_Work required_
Copy every line of the material below, requests included, and raise each x and y coordinate in the answer points by 97.

_Provided information_
━━━━

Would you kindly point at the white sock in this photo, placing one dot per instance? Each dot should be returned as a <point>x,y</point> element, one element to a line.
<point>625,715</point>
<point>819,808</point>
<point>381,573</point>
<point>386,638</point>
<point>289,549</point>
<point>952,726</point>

━━━━

_Result_
Would you kindly point at the white sock in this photo, placing one dot per instance? Each dot should be returned as a <point>x,y</point> element, one element to a line.
<point>722,812</point>
<point>916,905</point>
<point>478,670</point>
<point>483,735</point>
<point>386,646</point>
<point>1049,823</point>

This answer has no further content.